_Collected data entries:_
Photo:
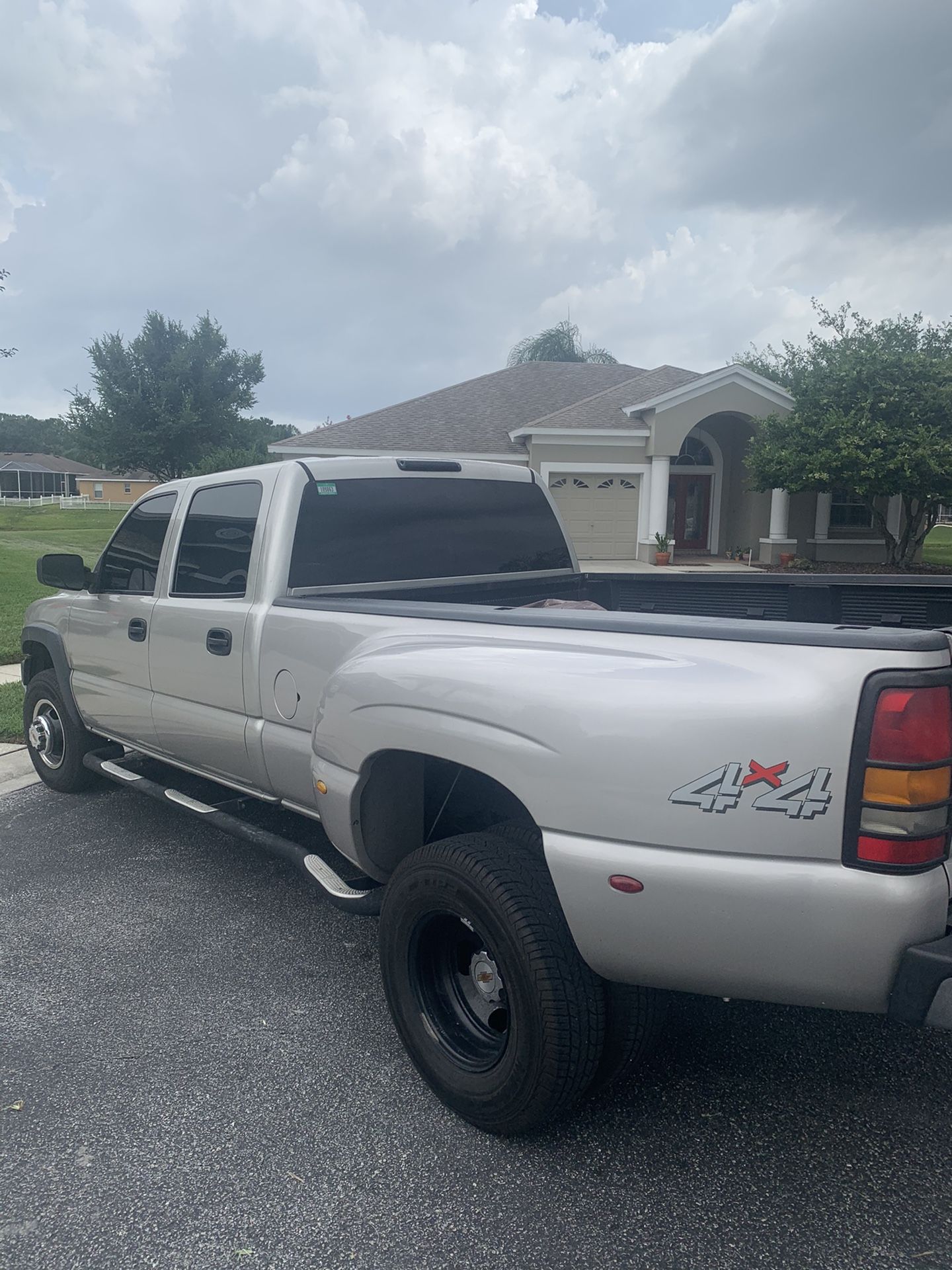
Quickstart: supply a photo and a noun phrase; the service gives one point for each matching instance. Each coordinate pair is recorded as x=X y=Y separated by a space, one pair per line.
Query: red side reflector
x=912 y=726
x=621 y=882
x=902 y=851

--

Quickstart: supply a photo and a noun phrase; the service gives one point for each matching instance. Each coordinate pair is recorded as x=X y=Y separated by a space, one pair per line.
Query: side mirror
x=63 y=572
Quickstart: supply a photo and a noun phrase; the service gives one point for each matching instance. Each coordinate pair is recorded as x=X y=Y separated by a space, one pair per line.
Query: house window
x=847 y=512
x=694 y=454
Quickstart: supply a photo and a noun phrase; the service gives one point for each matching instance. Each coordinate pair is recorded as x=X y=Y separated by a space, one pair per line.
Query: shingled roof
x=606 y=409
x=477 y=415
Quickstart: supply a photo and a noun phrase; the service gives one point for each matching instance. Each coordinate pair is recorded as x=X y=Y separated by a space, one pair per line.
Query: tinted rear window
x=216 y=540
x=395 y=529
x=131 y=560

...

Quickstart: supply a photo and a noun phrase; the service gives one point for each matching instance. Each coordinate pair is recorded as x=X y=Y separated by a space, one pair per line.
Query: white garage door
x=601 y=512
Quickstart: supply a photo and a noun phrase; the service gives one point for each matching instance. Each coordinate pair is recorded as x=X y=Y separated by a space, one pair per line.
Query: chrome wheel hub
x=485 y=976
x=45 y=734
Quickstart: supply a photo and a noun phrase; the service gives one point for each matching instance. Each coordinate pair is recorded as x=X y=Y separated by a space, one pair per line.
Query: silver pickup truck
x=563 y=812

_EXERCISE GOAL:_
Extract each line in the collected data entries that contains the string "window", and copy it out.

_CORRECT RESPONSE:_
Query: house window
Query: tinted rear window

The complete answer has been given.